* _EXERCISE PASSAGE_
◇ ◇ ◇ ◇ ◇
KARACHI: Doctors at the Indus Hospital (IH) hit a milestone in heart surgery developments in Pakistan when they “successfully” performed a specialised surgery for a congenital heart disease for the first time in the country.
Known as percutaneous pulmonary valve implantation, the minimally invasive catheter-based intervention was performed on a 15-year-old girl Fatima born with multiple heart defects; a hole in the heart, absence of a pulmonary valve and an improperly formed main pulmonary artery.
Her diagnosis was quick as parts of her body had bluish tinge at the time of birth. She had a stent implant at two-and-a-half years’ age and then an angiography before having an open heart surgery in 2014 during which she received a tissue valve implant, the hole in her heart was repaired and a conduit was formed to relieve right ventricular outflow obstruction.
However, over time, the valve and conduit had contracted and developed deposits of calcium, resulting in increased pressure on the heart.
“Given the fact that Fatima already had an open heart surgery and a similar procedure again might harm her, the best option was to go for percutaneous pulmonary valve implantation,” Dr Arjamand Shauq, a cardiac surgeon at Alder Hey Children’s Hospital in Liverpool, UK, who led the doctors’ team at the IH, said.
Explaining the procedure, Dr Shauq said that a catheter (thin plastic tube) was passed through the vein in the groin up to the heart, through which the valve was inserted. The whole procedure was monitored on the screen.
“The advantage of this approach is that it’s safer, less painful and has a shorter recovery period, though it’s costly,” he said, adding that it was done free of cost.
According to him, the patient might need more surgeries in future depending on how long the conduit properly functioned. However, he said, the patient would have a normal healthy life and no specific precautions would be advised.
“This technique, introduced in early 2000 in the world, helps reduce the number of surgeries a patient with such condition might have. In Pakistan, we have an issue of both cost and expertise. But, I believe a beginning has been made and now we need to build upon it,” he said, adding that he had planned to train IH doctors on the technique in future.
According to Dr Shauq, the girl suffered from a severe form of Tetralogy of Fallot, a rare condition caused by a combination of four heart defects that are present at birth, which affect the structure of the heart, cause oxygen-poor blood to flow out of the heart and to the rest of the body.
Also part of the team was Dr Mohammad Riaz, senior anaesthetist at the IH and Dr Mehnaz Atiq, a senior professor at the Aga Khan University Hospital. Asked about the prevalence of congenital heart disease, she said: “One in 100 children is at risk and half of those who are at risk are vulnerable to have the kind of complications Fatima had.”
She urged the government to help reduce the valve cost, which was around Rs2 million to Rs2.5m today.
Recalling how the family struggled to get the best treatment for Fatima, Junaid Hasan, Fatima’s brother and an engineering university student, said that it was both emotionally and financially challenging.
“My father is a rickshaw driver and the family ran deep in debt after Fatima had her open heart surgery at a private hospital. There was no possibility for us to bear another huge amount on her treatment this time. It was all Allah’s work. We are greatly indebted to all doctors and the hospital,” he said.
◇ ◇ ◇ ◇ ◇
Collected data:
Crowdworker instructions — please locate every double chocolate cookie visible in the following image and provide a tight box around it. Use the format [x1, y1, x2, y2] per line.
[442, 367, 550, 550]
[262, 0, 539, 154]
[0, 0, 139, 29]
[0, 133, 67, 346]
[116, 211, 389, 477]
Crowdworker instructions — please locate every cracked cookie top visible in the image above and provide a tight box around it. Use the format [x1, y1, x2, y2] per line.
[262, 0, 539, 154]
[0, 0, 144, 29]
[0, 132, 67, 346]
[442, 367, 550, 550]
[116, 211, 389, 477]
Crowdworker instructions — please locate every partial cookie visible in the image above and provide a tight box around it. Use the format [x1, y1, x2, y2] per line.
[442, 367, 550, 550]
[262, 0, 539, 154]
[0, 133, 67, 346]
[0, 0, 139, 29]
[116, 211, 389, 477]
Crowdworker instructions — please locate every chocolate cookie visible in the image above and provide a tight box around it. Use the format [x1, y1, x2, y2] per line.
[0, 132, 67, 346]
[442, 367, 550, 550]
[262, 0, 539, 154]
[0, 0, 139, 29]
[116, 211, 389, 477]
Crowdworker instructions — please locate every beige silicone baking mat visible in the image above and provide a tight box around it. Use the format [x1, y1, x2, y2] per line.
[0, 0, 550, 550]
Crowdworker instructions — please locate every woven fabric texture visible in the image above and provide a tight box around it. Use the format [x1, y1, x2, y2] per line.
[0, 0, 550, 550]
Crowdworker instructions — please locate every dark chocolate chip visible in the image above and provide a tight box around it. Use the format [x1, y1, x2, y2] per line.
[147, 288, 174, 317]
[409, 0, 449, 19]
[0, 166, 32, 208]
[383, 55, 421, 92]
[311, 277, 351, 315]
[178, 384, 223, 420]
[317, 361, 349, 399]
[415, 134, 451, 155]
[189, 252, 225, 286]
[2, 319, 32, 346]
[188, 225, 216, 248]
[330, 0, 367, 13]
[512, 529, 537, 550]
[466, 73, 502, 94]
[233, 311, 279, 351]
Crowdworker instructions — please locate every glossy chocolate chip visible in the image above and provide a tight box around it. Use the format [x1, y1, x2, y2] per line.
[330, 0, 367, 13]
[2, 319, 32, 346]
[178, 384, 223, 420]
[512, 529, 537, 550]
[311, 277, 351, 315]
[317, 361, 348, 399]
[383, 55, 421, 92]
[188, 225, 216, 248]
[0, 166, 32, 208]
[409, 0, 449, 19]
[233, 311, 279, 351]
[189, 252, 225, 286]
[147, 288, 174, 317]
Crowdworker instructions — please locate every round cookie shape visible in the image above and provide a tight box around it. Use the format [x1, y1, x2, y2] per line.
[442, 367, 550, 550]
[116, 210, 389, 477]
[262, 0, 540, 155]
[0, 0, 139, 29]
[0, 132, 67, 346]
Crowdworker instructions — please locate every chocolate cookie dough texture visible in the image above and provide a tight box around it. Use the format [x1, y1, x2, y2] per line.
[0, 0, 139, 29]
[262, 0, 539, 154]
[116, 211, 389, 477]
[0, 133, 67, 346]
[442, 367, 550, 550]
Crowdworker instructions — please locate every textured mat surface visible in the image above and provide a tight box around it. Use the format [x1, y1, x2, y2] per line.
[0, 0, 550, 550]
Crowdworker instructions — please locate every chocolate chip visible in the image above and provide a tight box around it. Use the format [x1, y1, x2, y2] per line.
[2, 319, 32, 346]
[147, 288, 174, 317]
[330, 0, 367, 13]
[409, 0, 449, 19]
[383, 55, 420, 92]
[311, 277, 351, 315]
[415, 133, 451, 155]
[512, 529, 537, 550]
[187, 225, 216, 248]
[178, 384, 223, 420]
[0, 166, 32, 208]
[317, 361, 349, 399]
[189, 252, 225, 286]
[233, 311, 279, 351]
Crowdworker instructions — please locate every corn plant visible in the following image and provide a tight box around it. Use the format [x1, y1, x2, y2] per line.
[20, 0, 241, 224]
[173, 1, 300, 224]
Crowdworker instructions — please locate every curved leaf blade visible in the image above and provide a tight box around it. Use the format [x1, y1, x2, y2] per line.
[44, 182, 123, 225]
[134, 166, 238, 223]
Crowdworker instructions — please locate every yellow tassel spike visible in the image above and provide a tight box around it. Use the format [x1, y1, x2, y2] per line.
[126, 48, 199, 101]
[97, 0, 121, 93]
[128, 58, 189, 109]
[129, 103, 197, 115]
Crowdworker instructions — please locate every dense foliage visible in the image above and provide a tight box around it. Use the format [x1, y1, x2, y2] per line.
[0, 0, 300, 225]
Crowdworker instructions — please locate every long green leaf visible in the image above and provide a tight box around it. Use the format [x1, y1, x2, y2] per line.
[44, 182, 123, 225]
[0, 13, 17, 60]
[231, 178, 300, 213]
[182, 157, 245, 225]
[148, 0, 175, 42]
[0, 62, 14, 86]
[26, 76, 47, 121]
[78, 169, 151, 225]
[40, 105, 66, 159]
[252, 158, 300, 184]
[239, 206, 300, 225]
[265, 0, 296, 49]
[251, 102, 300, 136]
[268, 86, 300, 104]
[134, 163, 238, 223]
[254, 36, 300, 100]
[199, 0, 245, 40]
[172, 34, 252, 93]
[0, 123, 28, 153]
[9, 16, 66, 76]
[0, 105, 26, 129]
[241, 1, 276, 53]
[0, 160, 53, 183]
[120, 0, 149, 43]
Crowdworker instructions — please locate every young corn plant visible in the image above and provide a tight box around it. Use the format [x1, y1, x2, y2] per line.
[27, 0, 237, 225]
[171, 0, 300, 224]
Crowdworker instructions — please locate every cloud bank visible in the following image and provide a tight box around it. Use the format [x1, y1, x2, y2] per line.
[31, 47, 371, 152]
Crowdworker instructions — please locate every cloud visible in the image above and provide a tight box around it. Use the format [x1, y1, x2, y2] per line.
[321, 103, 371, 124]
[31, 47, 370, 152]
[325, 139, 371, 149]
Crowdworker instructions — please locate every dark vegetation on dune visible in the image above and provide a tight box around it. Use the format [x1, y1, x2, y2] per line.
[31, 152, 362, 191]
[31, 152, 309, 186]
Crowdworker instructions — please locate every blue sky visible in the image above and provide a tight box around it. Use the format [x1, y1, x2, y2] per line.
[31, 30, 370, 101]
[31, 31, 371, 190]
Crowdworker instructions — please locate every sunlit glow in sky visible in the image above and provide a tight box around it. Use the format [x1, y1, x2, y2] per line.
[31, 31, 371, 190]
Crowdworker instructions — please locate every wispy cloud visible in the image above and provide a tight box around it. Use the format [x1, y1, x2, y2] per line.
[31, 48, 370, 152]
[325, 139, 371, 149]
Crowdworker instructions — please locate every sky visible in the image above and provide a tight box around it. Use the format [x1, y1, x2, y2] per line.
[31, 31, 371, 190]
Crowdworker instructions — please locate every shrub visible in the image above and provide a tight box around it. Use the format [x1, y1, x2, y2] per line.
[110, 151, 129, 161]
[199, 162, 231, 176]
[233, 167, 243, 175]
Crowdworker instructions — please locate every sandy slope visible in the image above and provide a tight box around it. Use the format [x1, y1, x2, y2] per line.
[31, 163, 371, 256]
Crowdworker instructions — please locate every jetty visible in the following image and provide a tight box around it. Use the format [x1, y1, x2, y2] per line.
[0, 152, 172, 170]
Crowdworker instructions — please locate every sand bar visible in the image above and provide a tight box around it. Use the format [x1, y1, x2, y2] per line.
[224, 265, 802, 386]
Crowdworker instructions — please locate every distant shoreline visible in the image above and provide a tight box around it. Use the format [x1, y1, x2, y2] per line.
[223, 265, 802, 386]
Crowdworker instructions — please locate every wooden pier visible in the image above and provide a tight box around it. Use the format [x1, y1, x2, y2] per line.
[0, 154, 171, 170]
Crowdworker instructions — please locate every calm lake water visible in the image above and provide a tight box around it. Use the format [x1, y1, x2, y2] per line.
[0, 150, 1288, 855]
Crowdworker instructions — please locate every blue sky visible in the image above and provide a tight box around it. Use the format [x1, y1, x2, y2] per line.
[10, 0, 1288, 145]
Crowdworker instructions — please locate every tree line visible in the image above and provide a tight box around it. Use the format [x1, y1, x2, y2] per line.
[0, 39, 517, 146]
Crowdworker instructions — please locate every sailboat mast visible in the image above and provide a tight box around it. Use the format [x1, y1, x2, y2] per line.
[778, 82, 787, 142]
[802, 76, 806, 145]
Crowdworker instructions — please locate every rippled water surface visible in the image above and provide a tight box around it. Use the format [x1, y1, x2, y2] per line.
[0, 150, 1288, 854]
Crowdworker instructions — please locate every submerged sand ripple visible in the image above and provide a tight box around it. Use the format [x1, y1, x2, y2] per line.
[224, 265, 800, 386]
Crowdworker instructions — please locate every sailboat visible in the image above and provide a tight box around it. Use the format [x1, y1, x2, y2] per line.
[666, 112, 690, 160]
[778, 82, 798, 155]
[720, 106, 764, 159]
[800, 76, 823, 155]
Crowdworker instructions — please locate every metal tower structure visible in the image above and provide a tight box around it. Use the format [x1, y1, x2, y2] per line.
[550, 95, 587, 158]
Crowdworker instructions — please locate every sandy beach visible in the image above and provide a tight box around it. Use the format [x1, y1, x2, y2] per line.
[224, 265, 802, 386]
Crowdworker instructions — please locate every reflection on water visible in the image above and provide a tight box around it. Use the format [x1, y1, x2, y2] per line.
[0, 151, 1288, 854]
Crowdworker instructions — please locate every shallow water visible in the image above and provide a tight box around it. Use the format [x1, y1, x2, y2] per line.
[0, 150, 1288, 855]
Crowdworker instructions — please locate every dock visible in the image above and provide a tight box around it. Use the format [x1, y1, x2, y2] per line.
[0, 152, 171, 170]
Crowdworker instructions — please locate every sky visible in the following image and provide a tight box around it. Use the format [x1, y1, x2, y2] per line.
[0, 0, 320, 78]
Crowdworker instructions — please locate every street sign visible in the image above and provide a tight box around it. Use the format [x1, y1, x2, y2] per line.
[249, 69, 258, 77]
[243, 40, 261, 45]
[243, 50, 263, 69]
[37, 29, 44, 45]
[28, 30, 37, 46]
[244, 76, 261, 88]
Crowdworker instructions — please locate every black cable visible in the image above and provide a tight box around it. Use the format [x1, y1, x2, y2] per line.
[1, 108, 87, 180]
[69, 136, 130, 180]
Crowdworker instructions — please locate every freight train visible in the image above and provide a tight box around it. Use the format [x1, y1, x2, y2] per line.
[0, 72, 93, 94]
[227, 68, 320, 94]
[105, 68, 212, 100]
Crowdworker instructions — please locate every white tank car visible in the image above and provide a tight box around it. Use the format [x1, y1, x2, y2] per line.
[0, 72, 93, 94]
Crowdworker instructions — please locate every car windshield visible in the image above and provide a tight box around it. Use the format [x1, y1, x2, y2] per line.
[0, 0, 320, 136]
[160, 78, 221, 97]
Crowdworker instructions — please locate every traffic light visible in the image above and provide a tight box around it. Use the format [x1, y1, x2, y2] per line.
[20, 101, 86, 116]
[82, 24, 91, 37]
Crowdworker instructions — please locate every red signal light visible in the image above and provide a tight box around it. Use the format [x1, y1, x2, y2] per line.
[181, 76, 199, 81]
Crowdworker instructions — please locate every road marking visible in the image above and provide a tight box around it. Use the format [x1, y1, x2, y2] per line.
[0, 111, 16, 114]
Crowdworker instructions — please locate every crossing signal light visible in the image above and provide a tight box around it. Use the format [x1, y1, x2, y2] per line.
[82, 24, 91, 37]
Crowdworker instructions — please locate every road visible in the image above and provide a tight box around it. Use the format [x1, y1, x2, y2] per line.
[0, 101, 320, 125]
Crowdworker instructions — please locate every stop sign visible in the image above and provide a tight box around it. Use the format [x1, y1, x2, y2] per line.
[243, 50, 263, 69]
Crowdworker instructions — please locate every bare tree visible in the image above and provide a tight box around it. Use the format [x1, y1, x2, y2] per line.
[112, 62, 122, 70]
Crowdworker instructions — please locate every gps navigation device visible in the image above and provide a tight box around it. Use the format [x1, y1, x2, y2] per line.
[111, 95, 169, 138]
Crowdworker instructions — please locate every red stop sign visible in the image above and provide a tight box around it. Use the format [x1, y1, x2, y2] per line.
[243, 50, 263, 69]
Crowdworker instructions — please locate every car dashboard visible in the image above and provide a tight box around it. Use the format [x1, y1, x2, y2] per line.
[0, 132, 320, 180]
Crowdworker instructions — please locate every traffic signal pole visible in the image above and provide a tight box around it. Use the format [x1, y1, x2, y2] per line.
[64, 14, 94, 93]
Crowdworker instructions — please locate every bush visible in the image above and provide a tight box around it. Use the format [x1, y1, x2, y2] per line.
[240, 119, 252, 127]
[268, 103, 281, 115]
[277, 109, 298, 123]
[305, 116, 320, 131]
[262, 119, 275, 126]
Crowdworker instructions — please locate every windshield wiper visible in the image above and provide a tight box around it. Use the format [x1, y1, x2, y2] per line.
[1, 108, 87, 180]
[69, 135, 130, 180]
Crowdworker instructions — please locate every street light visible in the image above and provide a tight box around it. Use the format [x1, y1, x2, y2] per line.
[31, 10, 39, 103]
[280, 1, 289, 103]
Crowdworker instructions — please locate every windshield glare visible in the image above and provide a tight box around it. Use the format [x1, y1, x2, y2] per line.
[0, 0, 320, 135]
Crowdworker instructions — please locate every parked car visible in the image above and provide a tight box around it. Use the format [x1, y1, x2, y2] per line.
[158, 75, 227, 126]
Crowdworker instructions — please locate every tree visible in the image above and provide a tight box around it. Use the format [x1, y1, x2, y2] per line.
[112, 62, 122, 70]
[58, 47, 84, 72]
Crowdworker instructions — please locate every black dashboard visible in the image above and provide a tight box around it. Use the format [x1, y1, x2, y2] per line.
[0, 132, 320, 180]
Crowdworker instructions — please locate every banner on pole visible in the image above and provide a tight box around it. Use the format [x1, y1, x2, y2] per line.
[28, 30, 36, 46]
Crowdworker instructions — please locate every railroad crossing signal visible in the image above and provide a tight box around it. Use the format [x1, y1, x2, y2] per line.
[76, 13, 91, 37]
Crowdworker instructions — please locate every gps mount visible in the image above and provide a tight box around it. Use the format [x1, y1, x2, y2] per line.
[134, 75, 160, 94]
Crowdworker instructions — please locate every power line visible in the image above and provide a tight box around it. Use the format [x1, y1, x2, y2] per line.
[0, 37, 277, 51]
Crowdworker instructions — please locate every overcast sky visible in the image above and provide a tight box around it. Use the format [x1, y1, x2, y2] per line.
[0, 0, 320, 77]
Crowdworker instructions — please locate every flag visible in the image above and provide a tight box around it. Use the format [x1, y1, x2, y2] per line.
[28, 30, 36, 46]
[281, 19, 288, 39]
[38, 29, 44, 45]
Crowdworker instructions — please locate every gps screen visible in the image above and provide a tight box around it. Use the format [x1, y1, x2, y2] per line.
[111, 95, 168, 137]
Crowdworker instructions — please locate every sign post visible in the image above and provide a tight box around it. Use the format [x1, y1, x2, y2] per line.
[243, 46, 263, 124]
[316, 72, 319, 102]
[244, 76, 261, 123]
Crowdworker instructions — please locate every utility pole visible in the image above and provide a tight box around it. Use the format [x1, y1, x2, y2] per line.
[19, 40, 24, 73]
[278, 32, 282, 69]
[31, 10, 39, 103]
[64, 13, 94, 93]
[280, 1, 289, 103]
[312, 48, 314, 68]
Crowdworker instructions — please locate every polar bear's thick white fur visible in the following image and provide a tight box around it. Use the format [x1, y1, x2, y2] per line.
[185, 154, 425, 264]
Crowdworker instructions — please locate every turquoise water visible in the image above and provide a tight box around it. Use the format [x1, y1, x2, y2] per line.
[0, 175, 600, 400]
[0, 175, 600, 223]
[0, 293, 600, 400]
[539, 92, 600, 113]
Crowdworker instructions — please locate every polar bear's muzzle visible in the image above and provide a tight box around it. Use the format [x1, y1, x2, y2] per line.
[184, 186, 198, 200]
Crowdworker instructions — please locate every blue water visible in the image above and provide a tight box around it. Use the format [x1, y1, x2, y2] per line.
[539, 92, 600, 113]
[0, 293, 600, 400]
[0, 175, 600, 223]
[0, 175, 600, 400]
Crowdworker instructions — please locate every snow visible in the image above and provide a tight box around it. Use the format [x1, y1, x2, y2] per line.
◇ ◇ ◇ ◇ ◇
* _REQUIRED ACTION_
Please rewrite the part of the heart surgery article that opens with the words containing "However, over time, the" and closes with "on the screen.", putting "mineral" in place of "calcium".

* _WRITTEN RESPONSE_
However, over time, the valve and conduit had contracted and developed deposits of mineral, resulting in increased pressure on the heart.
“Given the fact that Fatima already had an open heart surgery and a similar procedure again might harm her, the best option was to go for percutaneous pulmonary valve implantation,” Dr Arjamand Shauq, a cardiac surgeon at Alder Hey Children’s Hospital in Liverpool, UK, who led the doctors’ team at the IH, said.
Explaining the procedure, Dr Shauq said that a catheter (thin plastic tube) was passed through the vein in the groin up to the heart, through which the valve was inserted. The whole procedure was monitored on the screen.